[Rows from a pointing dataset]

.....

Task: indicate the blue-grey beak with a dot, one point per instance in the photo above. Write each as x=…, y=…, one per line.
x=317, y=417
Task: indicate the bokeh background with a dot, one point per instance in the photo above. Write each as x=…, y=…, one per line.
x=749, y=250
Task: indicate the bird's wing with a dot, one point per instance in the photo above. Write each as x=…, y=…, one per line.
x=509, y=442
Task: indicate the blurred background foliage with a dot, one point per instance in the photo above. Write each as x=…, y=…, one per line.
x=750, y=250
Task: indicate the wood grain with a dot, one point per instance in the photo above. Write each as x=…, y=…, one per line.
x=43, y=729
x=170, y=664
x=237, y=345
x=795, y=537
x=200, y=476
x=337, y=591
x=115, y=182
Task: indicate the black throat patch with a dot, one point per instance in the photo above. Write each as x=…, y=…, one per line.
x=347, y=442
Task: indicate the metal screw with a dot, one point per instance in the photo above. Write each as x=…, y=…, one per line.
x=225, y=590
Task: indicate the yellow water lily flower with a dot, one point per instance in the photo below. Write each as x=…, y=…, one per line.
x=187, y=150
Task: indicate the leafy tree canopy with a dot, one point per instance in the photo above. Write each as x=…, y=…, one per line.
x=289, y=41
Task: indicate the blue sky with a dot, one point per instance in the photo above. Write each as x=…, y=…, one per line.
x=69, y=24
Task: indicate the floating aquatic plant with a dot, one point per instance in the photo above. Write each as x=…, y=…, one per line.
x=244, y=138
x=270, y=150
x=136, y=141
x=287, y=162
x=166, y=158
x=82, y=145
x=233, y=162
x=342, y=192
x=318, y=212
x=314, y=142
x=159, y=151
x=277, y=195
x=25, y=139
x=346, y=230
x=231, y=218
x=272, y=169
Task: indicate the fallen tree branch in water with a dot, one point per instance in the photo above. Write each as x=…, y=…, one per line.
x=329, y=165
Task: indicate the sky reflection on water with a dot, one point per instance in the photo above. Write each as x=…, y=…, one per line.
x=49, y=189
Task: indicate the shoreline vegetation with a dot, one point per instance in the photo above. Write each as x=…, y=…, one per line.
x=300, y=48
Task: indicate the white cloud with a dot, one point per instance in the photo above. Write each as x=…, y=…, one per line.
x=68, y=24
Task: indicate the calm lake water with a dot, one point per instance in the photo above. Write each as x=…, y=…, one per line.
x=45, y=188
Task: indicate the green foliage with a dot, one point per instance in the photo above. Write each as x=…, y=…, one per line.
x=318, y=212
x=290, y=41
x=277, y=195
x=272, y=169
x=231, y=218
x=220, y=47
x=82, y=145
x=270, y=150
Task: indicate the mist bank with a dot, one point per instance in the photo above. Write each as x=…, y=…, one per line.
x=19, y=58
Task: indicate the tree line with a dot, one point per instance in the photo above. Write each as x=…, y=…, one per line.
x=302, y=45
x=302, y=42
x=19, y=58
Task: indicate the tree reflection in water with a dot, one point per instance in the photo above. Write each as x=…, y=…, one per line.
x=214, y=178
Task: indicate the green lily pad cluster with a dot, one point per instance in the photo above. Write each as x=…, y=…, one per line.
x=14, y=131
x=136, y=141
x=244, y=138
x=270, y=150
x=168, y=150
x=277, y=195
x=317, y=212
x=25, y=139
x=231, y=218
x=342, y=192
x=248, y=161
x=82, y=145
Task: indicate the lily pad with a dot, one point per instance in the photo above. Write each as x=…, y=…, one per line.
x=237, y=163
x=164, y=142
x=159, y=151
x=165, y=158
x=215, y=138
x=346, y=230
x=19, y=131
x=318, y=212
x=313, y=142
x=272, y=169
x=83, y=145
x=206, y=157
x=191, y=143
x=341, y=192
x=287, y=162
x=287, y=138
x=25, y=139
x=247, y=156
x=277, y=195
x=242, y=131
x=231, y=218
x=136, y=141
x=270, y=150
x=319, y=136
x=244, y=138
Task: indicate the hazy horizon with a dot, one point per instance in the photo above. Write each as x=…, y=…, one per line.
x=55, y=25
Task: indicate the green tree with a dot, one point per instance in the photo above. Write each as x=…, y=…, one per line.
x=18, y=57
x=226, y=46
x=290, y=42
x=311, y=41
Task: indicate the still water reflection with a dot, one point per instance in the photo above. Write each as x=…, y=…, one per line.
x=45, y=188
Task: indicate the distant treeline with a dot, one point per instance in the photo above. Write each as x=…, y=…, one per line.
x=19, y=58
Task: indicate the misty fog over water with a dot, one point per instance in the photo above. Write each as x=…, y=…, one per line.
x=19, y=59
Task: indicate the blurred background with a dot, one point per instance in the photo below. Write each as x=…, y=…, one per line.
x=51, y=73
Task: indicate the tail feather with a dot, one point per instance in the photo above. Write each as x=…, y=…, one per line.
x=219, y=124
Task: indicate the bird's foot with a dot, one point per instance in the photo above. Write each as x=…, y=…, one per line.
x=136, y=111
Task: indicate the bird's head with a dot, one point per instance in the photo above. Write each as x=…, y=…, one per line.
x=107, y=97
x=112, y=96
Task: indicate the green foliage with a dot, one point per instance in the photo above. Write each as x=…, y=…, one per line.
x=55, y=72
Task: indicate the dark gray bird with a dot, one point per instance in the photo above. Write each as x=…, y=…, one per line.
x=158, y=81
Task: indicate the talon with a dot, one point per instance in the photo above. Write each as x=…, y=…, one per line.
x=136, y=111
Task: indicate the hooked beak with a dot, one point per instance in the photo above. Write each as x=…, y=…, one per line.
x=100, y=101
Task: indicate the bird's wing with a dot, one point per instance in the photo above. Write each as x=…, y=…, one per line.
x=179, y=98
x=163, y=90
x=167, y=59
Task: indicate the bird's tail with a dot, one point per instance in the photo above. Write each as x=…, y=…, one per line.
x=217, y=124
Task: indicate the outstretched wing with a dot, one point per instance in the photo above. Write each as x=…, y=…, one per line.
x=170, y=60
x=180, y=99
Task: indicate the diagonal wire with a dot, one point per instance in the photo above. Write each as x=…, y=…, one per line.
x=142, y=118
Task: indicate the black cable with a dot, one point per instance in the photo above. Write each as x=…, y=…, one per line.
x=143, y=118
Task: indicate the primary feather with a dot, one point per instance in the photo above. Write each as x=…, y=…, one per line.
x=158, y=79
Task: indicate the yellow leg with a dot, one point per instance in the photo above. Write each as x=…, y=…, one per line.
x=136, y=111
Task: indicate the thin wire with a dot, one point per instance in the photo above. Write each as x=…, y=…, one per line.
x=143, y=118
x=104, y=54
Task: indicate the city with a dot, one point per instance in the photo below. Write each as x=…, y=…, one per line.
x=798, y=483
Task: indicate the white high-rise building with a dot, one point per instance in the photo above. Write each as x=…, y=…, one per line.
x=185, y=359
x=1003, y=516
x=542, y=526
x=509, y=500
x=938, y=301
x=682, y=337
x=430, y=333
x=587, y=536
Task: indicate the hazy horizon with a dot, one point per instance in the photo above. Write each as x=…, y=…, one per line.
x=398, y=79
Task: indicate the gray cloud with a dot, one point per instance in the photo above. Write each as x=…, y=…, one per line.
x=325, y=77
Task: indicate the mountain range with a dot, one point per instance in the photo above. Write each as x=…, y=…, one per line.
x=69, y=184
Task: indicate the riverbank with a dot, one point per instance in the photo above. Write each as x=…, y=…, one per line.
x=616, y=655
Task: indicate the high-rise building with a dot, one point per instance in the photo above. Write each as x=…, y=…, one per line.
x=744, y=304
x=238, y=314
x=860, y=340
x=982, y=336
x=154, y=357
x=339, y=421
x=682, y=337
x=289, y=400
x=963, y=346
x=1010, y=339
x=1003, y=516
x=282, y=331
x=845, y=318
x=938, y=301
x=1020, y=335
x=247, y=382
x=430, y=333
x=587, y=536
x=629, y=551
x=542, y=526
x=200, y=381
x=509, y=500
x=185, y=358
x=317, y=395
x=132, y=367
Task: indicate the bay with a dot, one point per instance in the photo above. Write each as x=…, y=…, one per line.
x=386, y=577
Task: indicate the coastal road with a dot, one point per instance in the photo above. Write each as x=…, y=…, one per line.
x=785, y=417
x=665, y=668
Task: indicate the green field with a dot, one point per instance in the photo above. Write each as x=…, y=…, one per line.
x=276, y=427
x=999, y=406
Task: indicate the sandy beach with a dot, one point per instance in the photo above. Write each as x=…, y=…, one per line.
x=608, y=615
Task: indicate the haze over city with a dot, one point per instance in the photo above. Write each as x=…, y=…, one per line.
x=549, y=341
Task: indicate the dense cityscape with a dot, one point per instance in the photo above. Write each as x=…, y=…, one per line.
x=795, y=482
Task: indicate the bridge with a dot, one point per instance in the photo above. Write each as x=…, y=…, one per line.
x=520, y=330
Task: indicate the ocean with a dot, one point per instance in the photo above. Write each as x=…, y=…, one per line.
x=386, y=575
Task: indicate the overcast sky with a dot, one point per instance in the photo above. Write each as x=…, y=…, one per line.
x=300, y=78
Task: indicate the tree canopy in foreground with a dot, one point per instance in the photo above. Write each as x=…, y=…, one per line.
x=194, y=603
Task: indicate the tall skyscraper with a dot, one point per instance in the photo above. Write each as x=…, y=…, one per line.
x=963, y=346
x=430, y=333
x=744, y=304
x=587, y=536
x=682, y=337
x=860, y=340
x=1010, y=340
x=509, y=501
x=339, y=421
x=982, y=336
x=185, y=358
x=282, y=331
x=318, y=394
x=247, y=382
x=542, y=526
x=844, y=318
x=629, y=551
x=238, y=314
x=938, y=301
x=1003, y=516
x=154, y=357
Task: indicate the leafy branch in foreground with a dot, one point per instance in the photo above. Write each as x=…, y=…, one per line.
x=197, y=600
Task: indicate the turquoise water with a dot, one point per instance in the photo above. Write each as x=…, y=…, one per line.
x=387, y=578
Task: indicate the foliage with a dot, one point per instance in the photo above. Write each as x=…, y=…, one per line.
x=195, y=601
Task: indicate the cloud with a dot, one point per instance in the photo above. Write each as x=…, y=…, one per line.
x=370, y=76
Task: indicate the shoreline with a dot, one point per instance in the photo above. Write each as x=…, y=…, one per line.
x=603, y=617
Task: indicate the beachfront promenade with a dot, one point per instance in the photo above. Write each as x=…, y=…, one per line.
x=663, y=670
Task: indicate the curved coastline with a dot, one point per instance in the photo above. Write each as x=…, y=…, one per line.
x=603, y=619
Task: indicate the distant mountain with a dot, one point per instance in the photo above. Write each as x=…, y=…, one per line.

.....

▸ THE PROBLEM
Reproduce the data above word for word, covering the stretch from its first line through the line containing "x=115, y=182".

▸ RESULT FOR THIS TASK
Task: indicate the blue-grey beak with a dot, one point per instance in the photo above. Write each as x=…, y=…, one per line.
x=317, y=417
Task: indicate the bokeh background with a dot, one point per instance in the photo above. Write each as x=…, y=…, one per line.
x=749, y=250
Task: indicate the bird's wing with a dot, one point per instance in the photo above. Write each as x=…, y=…, one per line.
x=509, y=442
Task: indicate the blurred background foliage with a dot, one point per instance in the photo above. Write each as x=…, y=…, one per line.
x=750, y=250
Task: indicate the wood grain with a dot, one point per instance in the photo above. Write each as x=…, y=…, one per line.
x=43, y=729
x=170, y=664
x=237, y=345
x=795, y=537
x=200, y=476
x=337, y=591
x=115, y=182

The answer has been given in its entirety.